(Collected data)
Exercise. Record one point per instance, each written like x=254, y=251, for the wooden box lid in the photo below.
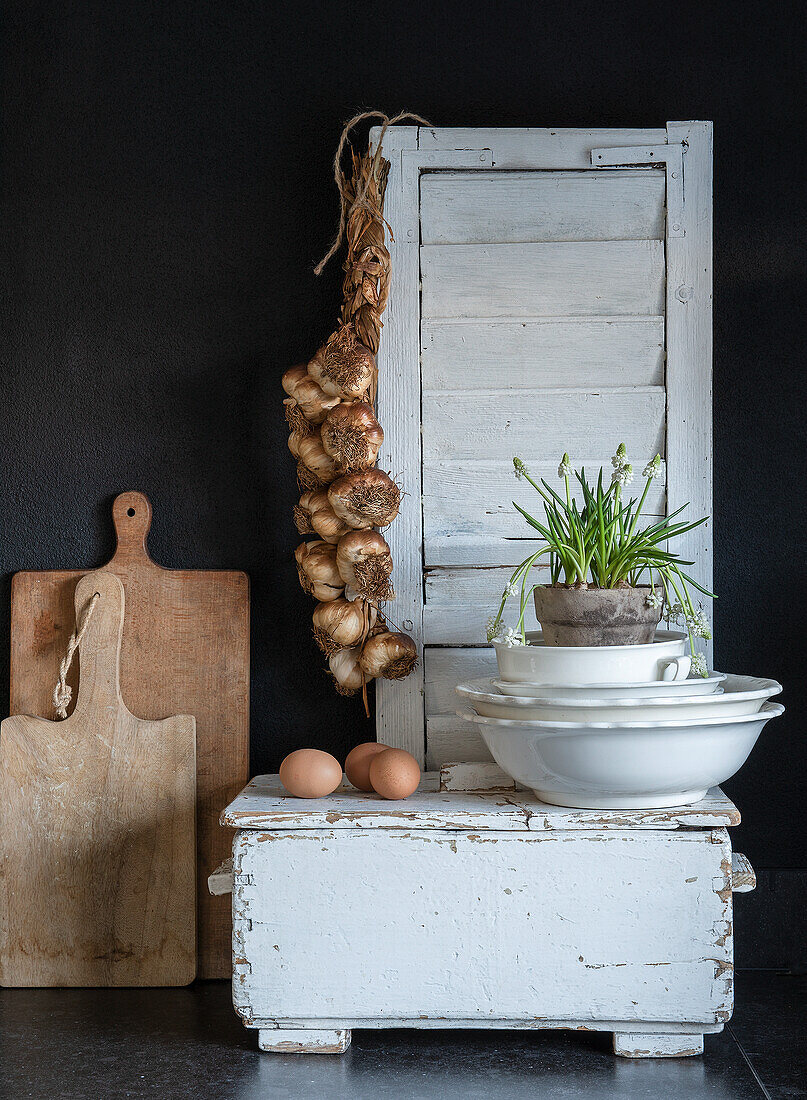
x=439, y=804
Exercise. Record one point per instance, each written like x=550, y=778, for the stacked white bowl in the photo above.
x=616, y=726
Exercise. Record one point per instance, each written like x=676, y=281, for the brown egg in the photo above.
x=394, y=773
x=356, y=767
x=310, y=773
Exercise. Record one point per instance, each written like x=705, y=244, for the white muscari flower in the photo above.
x=654, y=468
x=698, y=666
x=622, y=475
x=698, y=624
x=494, y=625
x=619, y=459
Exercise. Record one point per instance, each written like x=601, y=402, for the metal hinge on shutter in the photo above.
x=671, y=156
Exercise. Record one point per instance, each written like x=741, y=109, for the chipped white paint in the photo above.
x=475, y=777
x=673, y=1045
x=743, y=877
x=556, y=284
x=221, y=880
x=264, y=804
x=303, y=1041
x=498, y=912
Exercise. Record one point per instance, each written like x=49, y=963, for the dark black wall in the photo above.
x=166, y=187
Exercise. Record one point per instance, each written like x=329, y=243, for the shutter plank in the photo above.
x=474, y=498
x=499, y=424
x=537, y=146
x=553, y=278
x=484, y=207
x=445, y=668
x=550, y=353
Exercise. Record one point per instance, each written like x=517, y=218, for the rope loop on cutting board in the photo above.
x=63, y=692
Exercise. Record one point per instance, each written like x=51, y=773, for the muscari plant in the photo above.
x=601, y=543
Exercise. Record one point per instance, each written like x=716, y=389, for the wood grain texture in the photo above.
x=98, y=840
x=497, y=425
x=450, y=740
x=565, y=278
x=511, y=925
x=689, y=353
x=473, y=499
x=186, y=650
x=444, y=668
x=546, y=353
x=399, y=704
x=516, y=207
x=535, y=146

WHAT THE TASK ASKS. Render the lines above as a Markdown table with two columns, No. and Line, giving each line its own numbered row. Skip blank lines and leave out the pictures.

EXPECTED ANSWER.
| No. | Line |
|---|---|
| 1 | Exercise. Record one point per instance, each written like x=254, y=251, for the wooden box lid in the photo below. |
| 2 | x=439, y=804 |
| 3 | Exercise. Record one point per instance, each written like x=550, y=778, for the stacked white bowl in the photo above. |
| 4 | x=616, y=726 |
| 5 | Exercise. Record one point per instance, each written like x=676, y=281, for the brown egg in the photo above. |
| 6 | x=394, y=773 |
| 7 | x=356, y=767 |
| 8 | x=310, y=773 |
| 9 | Exercise. Record one point per instance, each written like x=705, y=244, for the white muscari flower in the photo above. |
| 10 | x=654, y=468 |
| 11 | x=698, y=666 |
| 12 | x=622, y=475 |
| 13 | x=698, y=624 |
| 14 | x=494, y=625 |
| 15 | x=619, y=459 |
| 16 | Exercise. Record one point per instance, each written like x=601, y=402, for the metal hinge on shutter in the photo above. |
| 17 | x=671, y=156 |
| 18 | Exercise. Record one point per instance, each written like x=741, y=109, for the chipped white paint in the photo above. |
| 19 | x=475, y=777 |
| 20 | x=673, y=1045 |
| 21 | x=743, y=877 |
| 22 | x=556, y=284 |
| 23 | x=221, y=880 |
| 24 | x=264, y=804 |
| 25 | x=303, y=1041 |
| 26 | x=498, y=912 |
| 27 | Exercise. Record one point per instance, each written like x=49, y=963, for the dark black wall in the photo above. |
| 28 | x=166, y=187 |
| 29 | Exercise. Record one point per instance, each written like x=329, y=243, for the shutter plank in the photo above. |
| 30 | x=474, y=498 |
| 31 | x=499, y=424 |
| 32 | x=537, y=146 |
| 33 | x=553, y=278 |
| 34 | x=484, y=207 |
| 35 | x=445, y=668 |
| 36 | x=550, y=353 |
| 37 | Exercise. Record one point per instance, each written like x=517, y=218, for the rope loop on cutting board in the photo above. |
| 38 | x=63, y=692 |
| 39 | Exercise. Record one point per instance, each written like x=51, y=773, for the muscari plant in the photo above. |
| 40 | x=601, y=543 |
| 41 | Exercise. Record one point per instance, each written like x=716, y=389, for the wood grain texture in the photo above. |
| 42 | x=98, y=840 |
| 43 | x=497, y=425 |
| 44 | x=450, y=740 |
| 45 | x=565, y=278 |
| 46 | x=511, y=925 |
| 47 | x=689, y=353 |
| 48 | x=473, y=499 |
| 49 | x=186, y=650 |
| 50 | x=444, y=668 |
| 51 | x=546, y=353 |
| 52 | x=399, y=704 |
| 53 | x=516, y=207 |
| 54 | x=535, y=146 |